■ TASKS TO PERFORM:
1: Transcribe the passage of the nursing leadership post below, starting at the words "Most hospitals in" and stopping after "and stressed out.".
2: Pick up the nursing leadership post below after its last sentence and write the next part.

■ PASSAGE:
——————

What Nursing Leadership Doesn’t Look Like

A small, belated Christmas tale on how not to manage an emergency department. But first a few preliminary points of information.

First: in Ontario, front line nurses are generally forbidden from taking vacation over the Christmas holidays, usually from some point from the first or second week of December to the first or second week of January. There are a couple of reasons for this: first, there are always staffing issues over Christmas. Secondly, if vacation time is granted by seniority, and if it werepermitted during the Christmas break, the most senior nurses would always get Christmas and New Year’s off, making merry while leaving their more junior colleagues to toil through the happiest time of the year. Hardly fair, and scarcely a morale booster.

My emergency department, Boxing Day

Most hospitals in Ontario will arrange scheduling in this way: nurses work either Christmas or New Year’s (either we pick or alternate each year) but we get five or six days off in a row over the holidays. Like any compromise, it inconveniences some people, but most seem happy about this arrangement.

Second: most Emergency departments over the holidays look like a merger of Bedlam and a random circle of hell from Dante’s Inferno. High acuity and high volume. I might add this holiday season war zone ambience is as predictable as, well, Christmas falling on the 25th of December. We just gird our loins and sally forth. Nevertheless, even halfway through January, we’re all a little crusty and stressed out.

——————

■ DATA LISTING:

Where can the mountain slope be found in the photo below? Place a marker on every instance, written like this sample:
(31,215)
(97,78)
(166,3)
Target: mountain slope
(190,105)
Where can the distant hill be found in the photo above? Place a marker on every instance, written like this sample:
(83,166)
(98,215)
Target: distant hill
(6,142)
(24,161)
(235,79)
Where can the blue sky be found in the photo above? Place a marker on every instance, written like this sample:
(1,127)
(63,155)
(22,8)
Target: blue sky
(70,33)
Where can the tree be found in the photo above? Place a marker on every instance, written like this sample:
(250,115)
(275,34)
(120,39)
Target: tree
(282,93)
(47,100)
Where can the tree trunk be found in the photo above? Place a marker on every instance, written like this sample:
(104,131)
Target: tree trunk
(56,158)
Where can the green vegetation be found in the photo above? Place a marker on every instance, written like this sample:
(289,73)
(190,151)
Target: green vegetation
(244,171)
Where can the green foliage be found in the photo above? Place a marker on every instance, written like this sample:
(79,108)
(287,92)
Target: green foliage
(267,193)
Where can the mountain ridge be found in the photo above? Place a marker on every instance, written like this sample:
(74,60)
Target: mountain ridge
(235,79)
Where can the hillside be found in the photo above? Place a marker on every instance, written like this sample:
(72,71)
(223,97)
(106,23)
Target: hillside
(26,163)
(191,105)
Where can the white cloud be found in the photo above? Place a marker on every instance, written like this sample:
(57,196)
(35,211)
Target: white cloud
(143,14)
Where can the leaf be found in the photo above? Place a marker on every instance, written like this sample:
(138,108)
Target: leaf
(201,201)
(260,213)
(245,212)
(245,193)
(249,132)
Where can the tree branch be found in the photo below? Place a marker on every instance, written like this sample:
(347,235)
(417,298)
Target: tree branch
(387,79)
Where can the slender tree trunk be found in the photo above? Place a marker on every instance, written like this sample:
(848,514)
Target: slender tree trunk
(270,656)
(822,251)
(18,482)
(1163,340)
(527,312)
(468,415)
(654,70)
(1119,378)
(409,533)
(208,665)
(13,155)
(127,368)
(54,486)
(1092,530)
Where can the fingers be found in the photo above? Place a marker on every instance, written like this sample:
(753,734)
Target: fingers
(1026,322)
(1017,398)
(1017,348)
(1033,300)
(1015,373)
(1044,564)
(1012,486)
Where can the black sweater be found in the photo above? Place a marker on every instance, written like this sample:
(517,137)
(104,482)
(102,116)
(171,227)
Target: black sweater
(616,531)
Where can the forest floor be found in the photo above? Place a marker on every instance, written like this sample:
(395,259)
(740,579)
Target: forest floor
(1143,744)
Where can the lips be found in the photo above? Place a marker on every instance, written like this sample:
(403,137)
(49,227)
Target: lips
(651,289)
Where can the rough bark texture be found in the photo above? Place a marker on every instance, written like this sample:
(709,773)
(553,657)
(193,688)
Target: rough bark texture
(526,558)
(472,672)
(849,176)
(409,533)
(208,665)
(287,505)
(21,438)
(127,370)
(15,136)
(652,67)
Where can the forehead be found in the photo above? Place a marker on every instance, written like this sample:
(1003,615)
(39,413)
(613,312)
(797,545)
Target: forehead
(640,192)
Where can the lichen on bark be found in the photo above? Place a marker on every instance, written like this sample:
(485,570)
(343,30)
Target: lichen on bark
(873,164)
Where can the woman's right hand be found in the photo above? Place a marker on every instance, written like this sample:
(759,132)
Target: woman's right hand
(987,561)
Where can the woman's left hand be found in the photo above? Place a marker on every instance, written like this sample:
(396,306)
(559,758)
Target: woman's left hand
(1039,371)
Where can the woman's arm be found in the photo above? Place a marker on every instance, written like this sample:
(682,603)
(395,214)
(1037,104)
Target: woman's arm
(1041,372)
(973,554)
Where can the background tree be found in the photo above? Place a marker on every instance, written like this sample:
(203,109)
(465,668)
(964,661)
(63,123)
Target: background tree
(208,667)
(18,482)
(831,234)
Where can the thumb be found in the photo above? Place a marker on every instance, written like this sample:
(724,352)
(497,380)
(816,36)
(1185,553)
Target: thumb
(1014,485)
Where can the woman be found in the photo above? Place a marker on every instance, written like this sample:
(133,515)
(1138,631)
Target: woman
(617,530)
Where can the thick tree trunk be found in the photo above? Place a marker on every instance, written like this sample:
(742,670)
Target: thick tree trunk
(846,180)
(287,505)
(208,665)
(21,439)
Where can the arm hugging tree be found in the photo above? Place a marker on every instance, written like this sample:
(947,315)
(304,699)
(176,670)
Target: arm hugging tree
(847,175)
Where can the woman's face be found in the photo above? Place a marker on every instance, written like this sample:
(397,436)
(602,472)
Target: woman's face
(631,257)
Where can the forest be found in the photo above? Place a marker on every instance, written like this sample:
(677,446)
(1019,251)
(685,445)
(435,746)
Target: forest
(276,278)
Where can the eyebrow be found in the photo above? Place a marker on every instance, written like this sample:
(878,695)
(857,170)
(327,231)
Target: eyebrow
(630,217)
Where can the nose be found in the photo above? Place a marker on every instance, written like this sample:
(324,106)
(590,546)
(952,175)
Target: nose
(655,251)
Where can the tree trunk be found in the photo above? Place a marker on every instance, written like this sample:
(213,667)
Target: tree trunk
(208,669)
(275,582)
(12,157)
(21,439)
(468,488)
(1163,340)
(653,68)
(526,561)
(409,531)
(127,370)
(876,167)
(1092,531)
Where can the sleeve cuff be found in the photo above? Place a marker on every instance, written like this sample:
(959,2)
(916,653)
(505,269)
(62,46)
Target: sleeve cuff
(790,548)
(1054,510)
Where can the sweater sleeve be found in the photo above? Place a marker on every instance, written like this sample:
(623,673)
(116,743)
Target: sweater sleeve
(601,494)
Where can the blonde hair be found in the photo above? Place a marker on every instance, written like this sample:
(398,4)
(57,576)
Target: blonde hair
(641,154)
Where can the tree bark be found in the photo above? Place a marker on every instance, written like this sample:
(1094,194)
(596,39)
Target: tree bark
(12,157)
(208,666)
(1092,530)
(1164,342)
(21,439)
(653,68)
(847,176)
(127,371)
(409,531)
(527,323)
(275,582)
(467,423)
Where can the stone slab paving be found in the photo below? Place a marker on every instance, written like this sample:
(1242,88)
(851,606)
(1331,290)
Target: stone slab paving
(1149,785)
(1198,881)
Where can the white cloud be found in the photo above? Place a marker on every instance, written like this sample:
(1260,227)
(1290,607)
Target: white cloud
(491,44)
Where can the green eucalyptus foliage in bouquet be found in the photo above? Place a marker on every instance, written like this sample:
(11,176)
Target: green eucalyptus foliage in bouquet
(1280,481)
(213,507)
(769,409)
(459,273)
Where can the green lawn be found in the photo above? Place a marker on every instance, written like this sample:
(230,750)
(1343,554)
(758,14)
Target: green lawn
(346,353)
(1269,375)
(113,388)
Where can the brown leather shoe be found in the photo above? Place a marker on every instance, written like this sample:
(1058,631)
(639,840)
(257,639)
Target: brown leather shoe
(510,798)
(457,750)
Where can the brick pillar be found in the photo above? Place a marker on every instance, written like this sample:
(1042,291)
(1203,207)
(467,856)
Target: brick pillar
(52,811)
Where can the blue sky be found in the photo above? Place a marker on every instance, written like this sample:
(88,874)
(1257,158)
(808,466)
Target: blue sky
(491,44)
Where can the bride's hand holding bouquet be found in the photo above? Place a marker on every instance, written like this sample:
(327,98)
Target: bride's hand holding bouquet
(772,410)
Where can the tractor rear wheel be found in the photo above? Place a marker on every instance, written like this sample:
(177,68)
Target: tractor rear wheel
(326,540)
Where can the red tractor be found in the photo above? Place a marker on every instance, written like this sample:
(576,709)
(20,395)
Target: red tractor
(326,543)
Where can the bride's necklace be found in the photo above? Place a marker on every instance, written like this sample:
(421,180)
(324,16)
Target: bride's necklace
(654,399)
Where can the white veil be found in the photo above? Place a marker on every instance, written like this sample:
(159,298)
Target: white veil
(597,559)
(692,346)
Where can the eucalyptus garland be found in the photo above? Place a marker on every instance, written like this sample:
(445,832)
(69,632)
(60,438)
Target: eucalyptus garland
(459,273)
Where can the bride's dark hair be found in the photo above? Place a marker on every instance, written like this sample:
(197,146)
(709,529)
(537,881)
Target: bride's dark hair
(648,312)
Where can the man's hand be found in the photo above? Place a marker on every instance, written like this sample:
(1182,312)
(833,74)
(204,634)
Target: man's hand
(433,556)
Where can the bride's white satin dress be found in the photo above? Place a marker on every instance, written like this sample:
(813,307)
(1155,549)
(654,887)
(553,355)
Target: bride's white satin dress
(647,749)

——————

■ RESPONSES BY TASK:
1:
Most hospitals in Ontario will arrange scheduling in this way: nurses work either Christmas or New Year’s (either we pick or alternate each year) but we get five or six days off in a row over the holidays. Like any compromise, it inconveniences some people, but most seem happy about this arrangement.

Second: most Emergency departments over the holidays look like a merger of Bedlam and a random circle of hell from Dante’s Inferno. High acuity and high volume. I might add this holiday season war zone ambience is as predictable as, well, Christmas falling on the 25th of December. We just gird our loins and sally forth. Nevertheless, even halfway through January, we’re all a little crusty and stressed out.

2:
So what would you say to a manager who takes vacation — and not a short one either — over the Christmas holidays? One of my minions has informed me that an ED manager at one Toronto-area hospital took vacation from roughly the middle of December to the middle of January. Needless to say, given all of the above, her staff are not impressed. They are angry. They felt abandoned at a time when leadership was needed. They resent the double standard, the flaunting of the no-vacation-over-Christmas rule. Some of them, I’m told, are so disgusted by this behaviour that they are actively seeking positions elsewhere.

I understand that managers deserve and are entitled to their vacations, and that from a staff nurse’s point of view of there may be no good time for a manager to take time off. Even so, taking vacation when staff cannot, and over time period when volumes and acuity are notoriously high indicates a certain amount of  — what? — cluelessness?

Management does have its privileges, but also has responsibilities. To me responsibility means sticking it out and providing leadership to your staff, even when it’s personally inconvenient. It might mean delaying a vacation for a month. It means not bailing out when you know things are going to be awful. This is good nursing leadership. Or am I completely off base about this?

UPDATE (22/01/12): Minor edit of mispelling. I need an editor, but can’t afford one.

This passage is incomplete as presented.